### SELECTED PASSAGE
+ + + + +

# how do you drive your car....



## Rollin_GTI (Jun 20, 2006)

i shift around 3200rpm, and bring it up to about 4800rpm when driving harder. i rarely redline it. Is it hard on these engines to be taking up 5500rpm+ all the time?
I cruise around 2400rpm
what do you shift at? and cruise at?


----------



## themandillon (Jan 24, 2006)

*Re: how do you drive your car.... (Rollin_GTI)*

shift at anywhere between 3000-4000 when driving normally... when driving hard ill take it to 5000 cruise at around 2000 ish? freeway is 3000-4000...


----------



## fastmaxxcooper (Sep 25, 2003)

*Re: how do you drive your car.... (themandillon)*

i've beat the living **** out of my 2.0(you kinda have to) for 70,000+ miles (160,000 total)now and it runs like new. just maintain it and let the rev limiter do the rest. http://****************.com/smile/emthup.gif 


_Modified by fastmaxxcooper at 8:36 PM 9-13-2006_


----------



## dr.sarcastic (Sep 1, 2006)

*Re: how do you drive your car.... (fastmaxxcooper)*

i drive it like i stole it


----------



## vanaman (Aug 26, 2003)

*Re: how do you drive your car.... (themandillon)*


_Quote, originally posted by *themandillon* »_shift at anywhere between 3000-4000 when driving normally... when driving hard ill take it to 5000 cruise at around 2000 ish? freeway is 3000-4000...

+ + + + +

### TASKS AND EXERCISES
[A] For each statement about the thread, answer yes or no depending on whether it agrees with the thread, and quote the words that decide it: (i) Rollin_GTI seldom takes the car to redline. (ii) themandillon runs at about 2000 rpm on the freeway. (iii) fastmaxxcooper's 2.0 has 160,000 miles in total.
[B] Recast as a bulleted list the paragraph in the thread that opens with "i shift around 3200rpm", and keep its main facts.
[C] In the thread, what rpm does themandillon reach when driving hard?

(Entries of extracted data)
+ + + + +

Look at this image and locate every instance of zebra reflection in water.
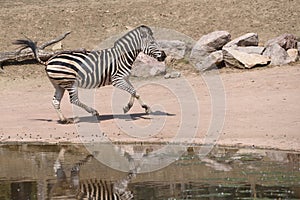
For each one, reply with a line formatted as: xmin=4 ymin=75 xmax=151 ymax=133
xmin=50 ymin=148 xmax=137 ymax=200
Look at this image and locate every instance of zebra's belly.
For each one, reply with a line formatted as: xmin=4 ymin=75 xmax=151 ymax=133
xmin=77 ymin=73 xmax=112 ymax=89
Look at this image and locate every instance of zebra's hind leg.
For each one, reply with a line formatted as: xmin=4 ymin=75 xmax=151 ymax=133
xmin=135 ymin=93 xmax=151 ymax=114
xmin=123 ymin=93 xmax=151 ymax=114
xmin=67 ymin=86 xmax=99 ymax=117
xmin=52 ymin=85 xmax=73 ymax=124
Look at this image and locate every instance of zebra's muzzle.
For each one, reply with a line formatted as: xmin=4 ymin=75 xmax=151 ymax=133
xmin=157 ymin=51 xmax=167 ymax=62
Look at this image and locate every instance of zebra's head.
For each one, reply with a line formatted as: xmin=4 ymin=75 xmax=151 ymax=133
xmin=139 ymin=26 xmax=167 ymax=62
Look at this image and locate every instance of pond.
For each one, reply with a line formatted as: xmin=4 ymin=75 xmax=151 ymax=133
xmin=0 ymin=144 xmax=300 ymax=200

+ + + + +

### SET OF ANSWERS
[A]
(i) Yes: "i rarely redline it."
(ii) No: "freeway is 3000-4000..."
(iii) Yes: "(160,000 total)"

[B]
- Shifts at about 3200 rpm.
- Goes up to about 4800 rpm when driving harder.
- Rarely redlines.
- Asks if constantly running above 5500 rpm is hard on these engines.
- Cruises at about 2400 rpm.
- Asks others what rpm they shift and cruise at.

[C] About 5000 rpm.